#### [Quoted text]

Pytorch suddenyl stops recognising GPU

Flock1 · August 19, 2020, 4:00pm

Hi,

I am using PyTorch through Anaconda Environment and something weird happens. While working or if I leave the machine for some time and come back, PyTorch stops recognizing the GPU. And the only way it starts recognizing the GPU is after rebooting the machine.

Why does this happen?

mrshenli · August 19, 2020, 4:15pm

You mean torch.cuda.device_count() returns 0? Can you confirm nvidia-smi still works correctly when that happens? And can you also check what is the value for CUDA_VISIBLE_DEVICES env var?

Flock1 · August 19, 2020, 4:45pm

Hi,

Yeah. torch.cuda.device_count() returns 0 and torch.cuda.current_device() returns the following:

THCudaCheck FAIL file=/opt/conda/conda-bld/pytorch_1591914886554/work/aten/src/THC/THCGeneral.cpp line=47 error=999 : unknown error
Traceback (most recent call last):
  File "<stdin>", line 1, in <module>
  File "/home/user/anaconda3/envs/work/lib/python3.8/site-packages/torch/cuda/__init__.py", line 330, in current_device
    _lazy_init()
  File "/home/user/anaconda3/envs/work/lib/python3.8/site-packages/torch/cuda/__init__.py", line 153, in _lazy_init
    torch._C._cuda_init()

#### [Instructions]
(a) In the thread about PyTorch losing the GPU, what is the only thing that makes PyTorch recognize the GPU again?
(b) Reproduce the stretch of the thread about PyTorch losing the GPU from "You mean torch.cuda.device_count()" through "CUDA_VISIBLE_DEVICES env var?".
(c) Carry on the thread about PyTorch losing the GPU from the point where it stops.

#### [Entries provided]
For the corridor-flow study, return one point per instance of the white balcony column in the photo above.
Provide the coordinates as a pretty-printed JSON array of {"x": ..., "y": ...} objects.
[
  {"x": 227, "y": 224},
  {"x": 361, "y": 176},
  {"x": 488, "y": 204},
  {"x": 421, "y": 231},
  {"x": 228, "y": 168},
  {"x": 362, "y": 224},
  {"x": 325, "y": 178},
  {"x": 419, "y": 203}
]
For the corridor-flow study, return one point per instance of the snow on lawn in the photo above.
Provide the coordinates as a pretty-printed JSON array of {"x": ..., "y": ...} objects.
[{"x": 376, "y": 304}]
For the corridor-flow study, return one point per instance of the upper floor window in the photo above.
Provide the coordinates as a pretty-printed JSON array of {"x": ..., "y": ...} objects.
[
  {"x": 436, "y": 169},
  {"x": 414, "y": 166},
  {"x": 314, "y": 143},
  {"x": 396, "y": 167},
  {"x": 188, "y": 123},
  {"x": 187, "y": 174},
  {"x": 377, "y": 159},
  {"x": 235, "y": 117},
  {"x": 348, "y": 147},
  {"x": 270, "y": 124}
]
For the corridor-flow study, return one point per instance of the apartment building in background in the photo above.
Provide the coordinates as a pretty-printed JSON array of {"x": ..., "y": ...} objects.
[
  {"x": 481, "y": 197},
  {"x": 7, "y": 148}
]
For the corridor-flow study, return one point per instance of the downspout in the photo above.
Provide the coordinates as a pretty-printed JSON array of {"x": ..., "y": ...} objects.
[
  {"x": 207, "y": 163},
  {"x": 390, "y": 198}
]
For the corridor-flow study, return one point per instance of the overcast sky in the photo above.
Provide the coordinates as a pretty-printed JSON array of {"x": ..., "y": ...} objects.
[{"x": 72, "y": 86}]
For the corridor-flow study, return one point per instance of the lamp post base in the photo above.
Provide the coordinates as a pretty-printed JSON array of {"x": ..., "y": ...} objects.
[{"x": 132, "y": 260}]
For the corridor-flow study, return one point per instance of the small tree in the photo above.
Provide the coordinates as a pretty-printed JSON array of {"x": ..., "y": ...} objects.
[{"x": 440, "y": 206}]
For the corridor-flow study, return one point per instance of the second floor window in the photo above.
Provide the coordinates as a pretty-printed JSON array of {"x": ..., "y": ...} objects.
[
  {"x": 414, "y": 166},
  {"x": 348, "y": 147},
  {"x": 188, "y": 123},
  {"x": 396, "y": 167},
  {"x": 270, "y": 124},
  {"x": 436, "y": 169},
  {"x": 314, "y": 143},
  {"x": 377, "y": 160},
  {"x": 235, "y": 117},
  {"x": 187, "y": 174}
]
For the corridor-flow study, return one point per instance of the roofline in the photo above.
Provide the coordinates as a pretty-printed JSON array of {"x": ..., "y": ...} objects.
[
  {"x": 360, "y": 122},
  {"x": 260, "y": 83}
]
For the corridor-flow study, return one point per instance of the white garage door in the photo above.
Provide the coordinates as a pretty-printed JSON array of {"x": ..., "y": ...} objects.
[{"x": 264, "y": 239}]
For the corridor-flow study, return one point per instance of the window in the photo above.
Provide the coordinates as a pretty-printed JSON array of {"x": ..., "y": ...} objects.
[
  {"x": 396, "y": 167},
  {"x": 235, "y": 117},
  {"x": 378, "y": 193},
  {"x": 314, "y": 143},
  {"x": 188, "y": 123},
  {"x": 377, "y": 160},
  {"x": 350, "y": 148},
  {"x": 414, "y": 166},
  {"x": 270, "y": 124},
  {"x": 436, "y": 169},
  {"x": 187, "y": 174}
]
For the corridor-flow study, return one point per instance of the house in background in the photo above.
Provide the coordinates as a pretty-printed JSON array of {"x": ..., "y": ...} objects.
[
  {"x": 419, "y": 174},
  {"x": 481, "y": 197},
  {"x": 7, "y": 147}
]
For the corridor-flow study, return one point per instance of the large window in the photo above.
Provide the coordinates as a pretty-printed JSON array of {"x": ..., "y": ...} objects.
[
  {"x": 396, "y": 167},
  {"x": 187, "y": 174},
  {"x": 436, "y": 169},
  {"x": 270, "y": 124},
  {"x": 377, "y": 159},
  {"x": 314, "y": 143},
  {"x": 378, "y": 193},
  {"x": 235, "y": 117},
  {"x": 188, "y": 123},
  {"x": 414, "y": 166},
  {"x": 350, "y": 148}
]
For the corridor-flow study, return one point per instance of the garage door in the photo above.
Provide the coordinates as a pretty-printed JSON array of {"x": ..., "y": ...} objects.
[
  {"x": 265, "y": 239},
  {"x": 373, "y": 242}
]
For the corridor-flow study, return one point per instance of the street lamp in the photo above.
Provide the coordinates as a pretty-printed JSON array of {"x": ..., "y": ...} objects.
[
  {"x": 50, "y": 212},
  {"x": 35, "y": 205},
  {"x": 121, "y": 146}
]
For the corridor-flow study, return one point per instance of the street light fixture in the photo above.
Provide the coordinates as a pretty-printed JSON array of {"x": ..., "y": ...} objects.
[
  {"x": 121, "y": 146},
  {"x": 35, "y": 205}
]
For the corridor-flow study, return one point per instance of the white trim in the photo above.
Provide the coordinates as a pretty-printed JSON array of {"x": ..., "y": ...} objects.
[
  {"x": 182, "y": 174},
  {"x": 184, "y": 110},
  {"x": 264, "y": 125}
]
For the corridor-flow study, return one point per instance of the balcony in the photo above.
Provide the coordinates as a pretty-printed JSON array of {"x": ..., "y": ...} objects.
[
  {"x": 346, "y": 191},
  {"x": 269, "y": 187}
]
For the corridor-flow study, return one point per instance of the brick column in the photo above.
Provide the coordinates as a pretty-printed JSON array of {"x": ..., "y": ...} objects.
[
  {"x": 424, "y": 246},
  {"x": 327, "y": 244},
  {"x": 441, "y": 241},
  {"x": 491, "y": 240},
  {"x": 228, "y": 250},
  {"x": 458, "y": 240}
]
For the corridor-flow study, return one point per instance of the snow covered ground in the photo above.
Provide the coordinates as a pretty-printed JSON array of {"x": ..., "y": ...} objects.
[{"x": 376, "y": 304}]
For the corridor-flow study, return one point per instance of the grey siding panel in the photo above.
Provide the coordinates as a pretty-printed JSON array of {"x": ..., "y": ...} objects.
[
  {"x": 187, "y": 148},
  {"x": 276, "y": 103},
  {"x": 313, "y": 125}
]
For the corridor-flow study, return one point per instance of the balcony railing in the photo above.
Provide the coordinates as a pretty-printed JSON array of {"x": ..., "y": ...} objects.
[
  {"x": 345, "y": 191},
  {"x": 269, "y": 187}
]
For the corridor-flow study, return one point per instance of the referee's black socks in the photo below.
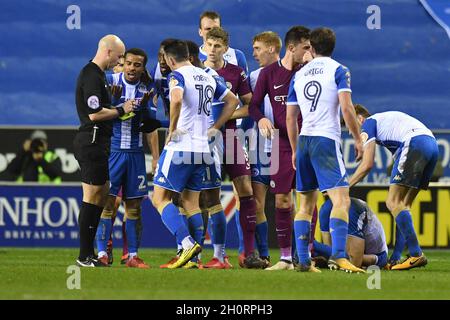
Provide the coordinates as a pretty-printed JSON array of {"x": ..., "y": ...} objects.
[{"x": 88, "y": 221}]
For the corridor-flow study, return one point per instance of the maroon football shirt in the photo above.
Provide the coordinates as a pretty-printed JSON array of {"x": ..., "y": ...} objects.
[
  {"x": 274, "y": 80},
  {"x": 236, "y": 80}
]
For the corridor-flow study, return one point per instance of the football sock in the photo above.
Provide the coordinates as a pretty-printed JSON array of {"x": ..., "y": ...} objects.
[
  {"x": 88, "y": 220},
  {"x": 171, "y": 218},
  {"x": 218, "y": 224},
  {"x": 283, "y": 223},
  {"x": 405, "y": 224},
  {"x": 103, "y": 233},
  {"x": 239, "y": 230},
  {"x": 262, "y": 230},
  {"x": 399, "y": 245},
  {"x": 195, "y": 223},
  {"x": 338, "y": 231},
  {"x": 321, "y": 249},
  {"x": 247, "y": 219},
  {"x": 302, "y": 227}
]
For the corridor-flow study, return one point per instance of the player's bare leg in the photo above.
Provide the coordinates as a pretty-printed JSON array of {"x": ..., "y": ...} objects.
[
  {"x": 170, "y": 215},
  {"x": 339, "y": 229},
  {"x": 134, "y": 233},
  {"x": 104, "y": 230},
  {"x": 399, "y": 201},
  {"x": 219, "y": 224},
  {"x": 248, "y": 220},
  {"x": 283, "y": 224},
  {"x": 260, "y": 191},
  {"x": 302, "y": 228}
]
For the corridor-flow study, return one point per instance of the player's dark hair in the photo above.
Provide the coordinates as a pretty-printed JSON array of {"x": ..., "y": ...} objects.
[
  {"x": 193, "y": 53},
  {"x": 166, "y": 41},
  {"x": 361, "y": 110},
  {"x": 296, "y": 34},
  {"x": 218, "y": 33},
  {"x": 137, "y": 52},
  {"x": 177, "y": 50},
  {"x": 192, "y": 48},
  {"x": 323, "y": 41},
  {"x": 208, "y": 14}
]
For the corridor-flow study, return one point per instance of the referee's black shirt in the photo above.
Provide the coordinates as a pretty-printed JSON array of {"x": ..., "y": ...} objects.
[{"x": 93, "y": 94}]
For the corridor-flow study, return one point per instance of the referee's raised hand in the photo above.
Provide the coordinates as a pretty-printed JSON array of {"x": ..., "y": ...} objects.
[{"x": 129, "y": 105}]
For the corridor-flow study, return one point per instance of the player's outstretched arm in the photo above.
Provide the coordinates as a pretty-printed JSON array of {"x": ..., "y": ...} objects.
[
  {"x": 366, "y": 164},
  {"x": 153, "y": 143},
  {"x": 242, "y": 112},
  {"x": 349, "y": 114},
  {"x": 108, "y": 114},
  {"x": 231, "y": 103},
  {"x": 355, "y": 249},
  {"x": 176, "y": 101},
  {"x": 292, "y": 128}
]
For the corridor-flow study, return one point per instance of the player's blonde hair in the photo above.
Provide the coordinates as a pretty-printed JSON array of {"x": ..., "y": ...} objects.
[
  {"x": 270, "y": 39},
  {"x": 361, "y": 110},
  {"x": 218, "y": 33},
  {"x": 210, "y": 15}
]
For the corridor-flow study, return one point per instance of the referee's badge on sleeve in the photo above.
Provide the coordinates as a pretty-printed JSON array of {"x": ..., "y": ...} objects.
[
  {"x": 93, "y": 102},
  {"x": 173, "y": 82},
  {"x": 364, "y": 137}
]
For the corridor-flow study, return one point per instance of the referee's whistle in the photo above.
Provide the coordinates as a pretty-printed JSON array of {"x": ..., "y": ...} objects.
[{"x": 94, "y": 135}]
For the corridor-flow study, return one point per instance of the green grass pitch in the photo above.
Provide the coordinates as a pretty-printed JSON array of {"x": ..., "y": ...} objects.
[{"x": 37, "y": 273}]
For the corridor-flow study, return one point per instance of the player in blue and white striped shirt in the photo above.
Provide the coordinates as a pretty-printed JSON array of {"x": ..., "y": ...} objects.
[
  {"x": 127, "y": 160},
  {"x": 415, "y": 154}
]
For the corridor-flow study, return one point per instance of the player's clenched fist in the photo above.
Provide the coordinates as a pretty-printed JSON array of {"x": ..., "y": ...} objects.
[
  {"x": 129, "y": 105},
  {"x": 116, "y": 91}
]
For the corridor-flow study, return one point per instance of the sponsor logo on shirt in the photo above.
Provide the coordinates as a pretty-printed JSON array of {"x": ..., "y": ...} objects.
[{"x": 93, "y": 102}]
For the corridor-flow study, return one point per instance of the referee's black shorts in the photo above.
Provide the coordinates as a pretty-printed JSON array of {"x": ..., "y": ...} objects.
[{"x": 92, "y": 158}]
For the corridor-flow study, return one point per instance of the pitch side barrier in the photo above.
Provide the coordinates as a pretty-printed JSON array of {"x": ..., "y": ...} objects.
[{"x": 38, "y": 215}]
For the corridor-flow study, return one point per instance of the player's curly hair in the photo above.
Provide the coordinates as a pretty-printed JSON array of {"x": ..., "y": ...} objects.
[
  {"x": 361, "y": 110},
  {"x": 208, "y": 14},
  {"x": 269, "y": 38},
  {"x": 323, "y": 41},
  {"x": 218, "y": 33}
]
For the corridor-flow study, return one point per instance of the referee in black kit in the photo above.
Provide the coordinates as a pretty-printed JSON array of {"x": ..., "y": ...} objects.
[{"x": 92, "y": 142}]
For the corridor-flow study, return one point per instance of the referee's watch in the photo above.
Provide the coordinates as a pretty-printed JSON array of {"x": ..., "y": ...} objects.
[{"x": 120, "y": 111}]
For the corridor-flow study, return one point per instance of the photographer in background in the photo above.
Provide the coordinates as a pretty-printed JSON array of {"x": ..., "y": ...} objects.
[{"x": 34, "y": 162}]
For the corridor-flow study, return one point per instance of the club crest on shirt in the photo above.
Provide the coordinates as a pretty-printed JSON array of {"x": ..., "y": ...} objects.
[
  {"x": 272, "y": 184},
  {"x": 364, "y": 137},
  {"x": 173, "y": 82},
  {"x": 142, "y": 88},
  {"x": 93, "y": 102}
]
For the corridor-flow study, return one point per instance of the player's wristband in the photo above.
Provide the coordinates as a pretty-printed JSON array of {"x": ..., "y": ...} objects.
[{"x": 120, "y": 110}]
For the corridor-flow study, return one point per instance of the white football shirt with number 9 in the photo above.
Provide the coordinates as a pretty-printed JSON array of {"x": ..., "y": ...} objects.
[{"x": 314, "y": 88}]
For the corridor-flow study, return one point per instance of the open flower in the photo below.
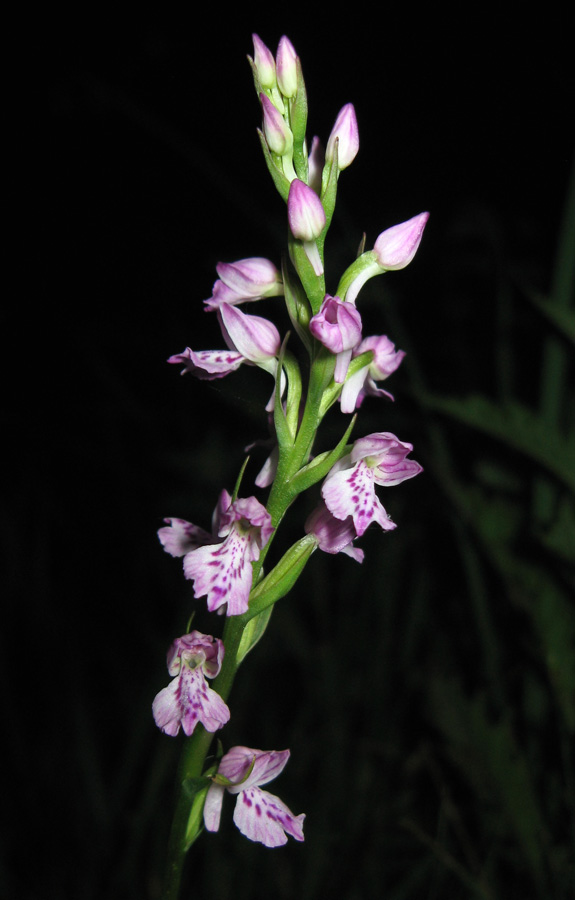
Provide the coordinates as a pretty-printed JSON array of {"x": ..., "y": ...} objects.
[
  {"x": 250, "y": 339},
  {"x": 333, "y": 535},
  {"x": 349, "y": 489},
  {"x": 386, "y": 359},
  {"x": 223, "y": 570},
  {"x": 188, "y": 700},
  {"x": 337, "y": 326},
  {"x": 260, "y": 816}
]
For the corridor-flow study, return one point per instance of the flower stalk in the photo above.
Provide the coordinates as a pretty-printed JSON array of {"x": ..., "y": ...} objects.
[{"x": 226, "y": 563}]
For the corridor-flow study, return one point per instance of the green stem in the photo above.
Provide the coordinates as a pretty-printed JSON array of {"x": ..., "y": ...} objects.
[{"x": 281, "y": 495}]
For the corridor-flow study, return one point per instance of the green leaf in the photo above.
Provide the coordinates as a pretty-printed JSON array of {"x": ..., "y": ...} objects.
[
  {"x": 196, "y": 789},
  {"x": 253, "y": 632}
]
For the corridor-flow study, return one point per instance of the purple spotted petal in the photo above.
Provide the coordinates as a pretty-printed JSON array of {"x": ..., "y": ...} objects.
[
  {"x": 351, "y": 492},
  {"x": 333, "y": 535},
  {"x": 180, "y": 537},
  {"x": 223, "y": 572},
  {"x": 263, "y": 817},
  {"x": 208, "y": 364},
  {"x": 186, "y": 701}
]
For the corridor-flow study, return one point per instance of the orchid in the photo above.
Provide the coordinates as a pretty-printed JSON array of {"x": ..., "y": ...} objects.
[
  {"x": 337, "y": 326},
  {"x": 225, "y": 563},
  {"x": 345, "y": 132},
  {"x": 386, "y": 359},
  {"x": 259, "y": 815},
  {"x": 188, "y": 700},
  {"x": 333, "y": 535},
  {"x": 222, "y": 571},
  {"x": 349, "y": 489},
  {"x": 244, "y": 281}
]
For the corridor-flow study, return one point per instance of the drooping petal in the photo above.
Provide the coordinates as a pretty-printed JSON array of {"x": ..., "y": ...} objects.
[
  {"x": 254, "y": 514},
  {"x": 351, "y": 492},
  {"x": 265, "y": 765},
  {"x": 396, "y": 246},
  {"x": 255, "y": 338},
  {"x": 337, "y": 325},
  {"x": 208, "y": 364},
  {"x": 333, "y": 535},
  {"x": 223, "y": 572},
  {"x": 180, "y": 537},
  {"x": 186, "y": 701},
  {"x": 263, "y": 817},
  {"x": 251, "y": 278}
]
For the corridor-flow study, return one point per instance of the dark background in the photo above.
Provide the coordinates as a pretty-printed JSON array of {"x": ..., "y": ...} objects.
[{"x": 140, "y": 170}]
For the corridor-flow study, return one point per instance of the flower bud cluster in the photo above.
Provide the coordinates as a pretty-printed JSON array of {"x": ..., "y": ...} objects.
[{"x": 224, "y": 562}]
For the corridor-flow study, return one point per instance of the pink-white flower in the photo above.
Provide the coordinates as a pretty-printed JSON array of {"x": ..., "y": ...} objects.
[
  {"x": 245, "y": 281},
  {"x": 316, "y": 162},
  {"x": 306, "y": 217},
  {"x": 260, "y": 816},
  {"x": 264, "y": 63},
  {"x": 333, "y": 535},
  {"x": 396, "y": 246},
  {"x": 250, "y": 339},
  {"x": 394, "y": 249},
  {"x": 346, "y": 132},
  {"x": 286, "y": 67},
  {"x": 222, "y": 570},
  {"x": 277, "y": 133},
  {"x": 337, "y": 326},
  {"x": 386, "y": 359},
  {"x": 188, "y": 700},
  {"x": 208, "y": 365},
  {"x": 256, "y": 338},
  {"x": 349, "y": 489}
]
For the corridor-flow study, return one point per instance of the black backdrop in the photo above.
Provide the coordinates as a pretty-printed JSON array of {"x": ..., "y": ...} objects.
[{"x": 141, "y": 169}]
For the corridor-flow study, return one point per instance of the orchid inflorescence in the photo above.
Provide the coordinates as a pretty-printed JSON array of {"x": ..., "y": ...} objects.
[{"x": 225, "y": 563}]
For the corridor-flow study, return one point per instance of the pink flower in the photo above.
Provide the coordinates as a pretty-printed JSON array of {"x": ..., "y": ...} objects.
[
  {"x": 188, "y": 700},
  {"x": 396, "y": 246},
  {"x": 349, "y": 489},
  {"x": 245, "y": 281},
  {"x": 386, "y": 359},
  {"x": 250, "y": 339},
  {"x": 306, "y": 217},
  {"x": 286, "y": 67},
  {"x": 260, "y": 816},
  {"x": 346, "y": 132},
  {"x": 333, "y": 535},
  {"x": 223, "y": 570},
  {"x": 338, "y": 327},
  {"x": 278, "y": 135}
]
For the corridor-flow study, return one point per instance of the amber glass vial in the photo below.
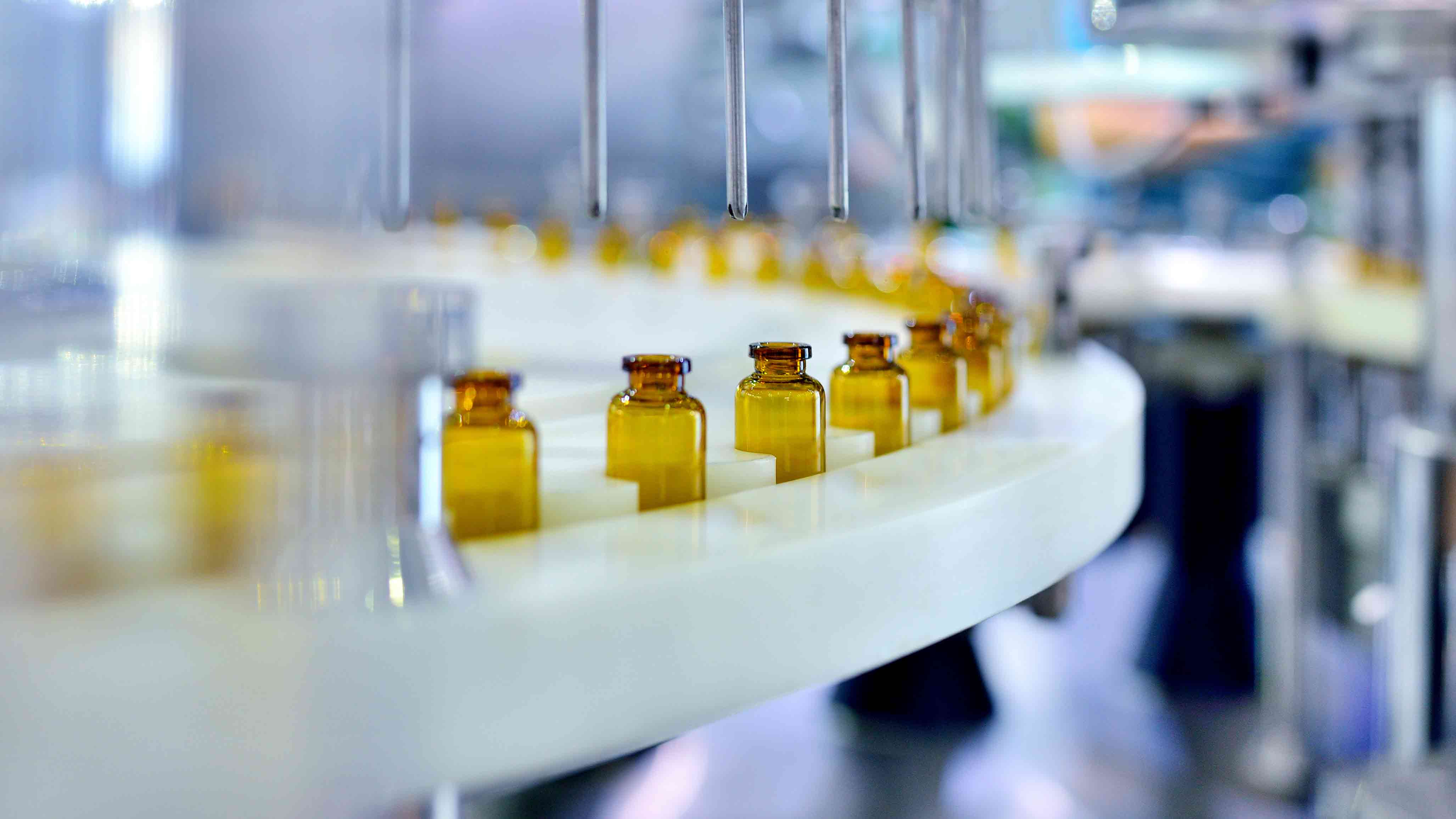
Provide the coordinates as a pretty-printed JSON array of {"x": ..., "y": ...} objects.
[
  {"x": 657, "y": 434},
  {"x": 999, "y": 329},
  {"x": 490, "y": 459},
  {"x": 871, "y": 392},
  {"x": 937, "y": 374},
  {"x": 970, "y": 340},
  {"x": 779, "y": 411}
]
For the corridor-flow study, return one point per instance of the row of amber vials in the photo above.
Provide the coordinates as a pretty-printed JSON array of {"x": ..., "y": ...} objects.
[{"x": 657, "y": 433}]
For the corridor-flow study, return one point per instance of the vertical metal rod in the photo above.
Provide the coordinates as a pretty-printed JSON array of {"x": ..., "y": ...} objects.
[
  {"x": 595, "y": 116},
  {"x": 1413, "y": 638},
  {"x": 839, "y": 124},
  {"x": 915, "y": 161},
  {"x": 948, "y": 76},
  {"x": 1438, "y": 179},
  {"x": 979, "y": 197},
  {"x": 737, "y": 114},
  {"x": 395, "y": 162}
]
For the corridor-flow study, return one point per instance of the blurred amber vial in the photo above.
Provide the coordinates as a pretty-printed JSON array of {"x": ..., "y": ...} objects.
[
  {"x": 490, "y": 456},
  {"x": 555, "y": 239},
  {"x": 781, "y": 411},
  {"x": 657, "y": 434},
  {"x": 871, "y": 392},
  {"x": 985, "y": 361},
  {"x": 614, "y": 245},
  {"x": 937, "y": 374}
]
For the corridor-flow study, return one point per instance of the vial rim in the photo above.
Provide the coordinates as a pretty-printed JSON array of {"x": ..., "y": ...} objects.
[
  {"x": 509, "y": 379},
  {"x": 866, "y": 338},
  {"x": 781, "y": 351},
  {"x": 657, "y": 361},
  {"x": 928, "y": 322}
]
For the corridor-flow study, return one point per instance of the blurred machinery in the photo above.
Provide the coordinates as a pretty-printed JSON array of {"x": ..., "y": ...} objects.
[{"x": 1180, "y": 216}]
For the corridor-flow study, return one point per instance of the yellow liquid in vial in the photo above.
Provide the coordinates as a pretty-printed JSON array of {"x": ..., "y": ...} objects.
[
  {"x": 490, "y": 456},
  {"x": 657, "y": 434},
  {"x": 781, "y": 411},
  {"x": 870, "y": 392},
  {"x": 937, "y": 374}
]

#### [Responses by task]
(a) Rebooting the machine.

(b)
You mean torch.cuda.device_count() returns 0? Can you confirm nvidia-smi still works correctly when that happens? And can you also check what is the value for CUDA_VISIBLE_DEVICES env var?

(c)
RuntimeError: cuda runtime error (999) : unknown error at /opt/conda/conda-bld/pytorch_1591914886554/work/aten/src/THC/THCGeneral.cpp:47

nvidia-smi works. For CUDA_VISIBLE_DEVICES, I get nothing.

user_123454321 · August 19, 2020, 4:49pm

This happens to me sometimes and to fix without rebooting I reload gpu using

$ sudo rmmod nvidia_uvm
$ sudo modprobe nvidia_uvm

No idea why it happens though

Flock1 · August 19, 2020, 5:30pm

This works. How did you find out this solution? It’s so weird right. Suddenly it stops working. I think there’s some internal functioning of pytorch that changes something

user_123454321 · August 19, 2020, 6:23pm

Hmmm…since it worked on rebooting my laptop, I guessed it should work by just reloading the gpu. So, searched online on how to reboot nvidia gpu.

Flock1 · August 19, 2020, 6:30pm

Thanks for the solution. This has been bothering me for quite some time now. I’m sure they’ll fix this in later versions.

ptrblck · August 20, 2020, 8:39am

Are any other CUDA applications running fine, i.e. are you able to run some CUDA examples etc.?
I’m not sure, if this is a PyTorch-related issue or rather a CUDA/NVIDIA driver issue.

Flock1 · August 20, 2020, 9:55am

I didn’t check that unfortunately. I can try checking with Keras if that lobrary is unable to recognize the GPU.

I’ll also try running CUDA examples from within the environment and outside it.

KFrank · August 20, 2020, 1:52pm

Hello Flock!

Just to share my experience (with an old version of pytorch and an
old gpu):

I see something similar to this. If I launch a fresh python session
and run a pytorch script that uses cuda, then if I don’t use cuda
(or maybe just the python session) for a short-ish amount of time,
future use of cuda in that python session fails.

But I don’t have to reboot my machine or “reload the gpu” to get
it working again; I only have to exit and restart python.

I haven’t found any fix for it – I just live with it, restarting python as
necessary.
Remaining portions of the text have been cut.